━━ GIVEN DATA
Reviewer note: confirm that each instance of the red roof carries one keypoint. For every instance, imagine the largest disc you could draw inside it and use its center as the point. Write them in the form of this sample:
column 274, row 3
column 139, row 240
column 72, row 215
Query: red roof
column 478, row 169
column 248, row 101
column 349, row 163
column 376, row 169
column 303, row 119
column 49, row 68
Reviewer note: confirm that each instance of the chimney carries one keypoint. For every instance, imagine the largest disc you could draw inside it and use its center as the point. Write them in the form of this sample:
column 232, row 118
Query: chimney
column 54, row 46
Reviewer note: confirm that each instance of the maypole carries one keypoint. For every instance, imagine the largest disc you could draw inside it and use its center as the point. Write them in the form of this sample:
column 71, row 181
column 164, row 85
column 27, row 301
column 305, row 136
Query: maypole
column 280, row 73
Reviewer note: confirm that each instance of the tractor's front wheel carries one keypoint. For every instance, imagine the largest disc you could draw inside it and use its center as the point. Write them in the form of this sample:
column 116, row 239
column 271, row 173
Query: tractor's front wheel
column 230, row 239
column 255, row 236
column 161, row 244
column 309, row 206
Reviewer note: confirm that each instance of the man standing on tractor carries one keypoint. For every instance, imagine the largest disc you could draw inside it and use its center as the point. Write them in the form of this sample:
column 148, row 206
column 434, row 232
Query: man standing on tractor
━━━━
» THE REQUEST: Write out every line of the data above, without changing a single character and keeping the lines in their original order.

» FINISHED TASK:
Reviewer note: confirm that each instance of the red roof carries one keypoint. For every instance, imagine the largest disc you could draw inside it and use its center as the point. Write them in the form of this sample:
column 274, row 3
column 139, row 240
column 72, row 215
Query: red roof
column 478, row 169
column 248, row 101
column 349, row 163
column 376, row 169
column 303, row 119
column 49, row 68
Reviewer note: confirm that each instance of the chimney carries one keypoint. For every instance, imagine the largest disc you could draw inside it and use its center as the point. Write them in the form of this sample:
column 232, row 118
Query: chimney
column 54, row 46
Reviewer note: confirm that each instance of the maypole carries one keypoint. For every instance, imagine the largest disc you could draw inside it and use its center as the point. Write them in the form of this sample:
column 71, row 181
column 164, row 85
column 27, row 301
column 305, row 136
Query: maypole
column 280, row 73
Reviewer note: confirm that each instance of the tractor's front wheel carries one keypoint. For every instance, imagine the largest disc you could draw inside it and use its center as the point. Write them in the form of this sample:
column 116, row 239
column 271, row 173
Query: tractor's front wheel
column 230, row 239
column 255, row 236
column 161, row 244
column 309, row 206
Reviewer note: confirm that each instance of the man standing on tractor carries one keypoint. For every instance, imagine the largest disc you could draw inside it and use its center as the point. Write them in the form of this sample:
column 148, row 206
column 434, row 232
Query: man standing on tractor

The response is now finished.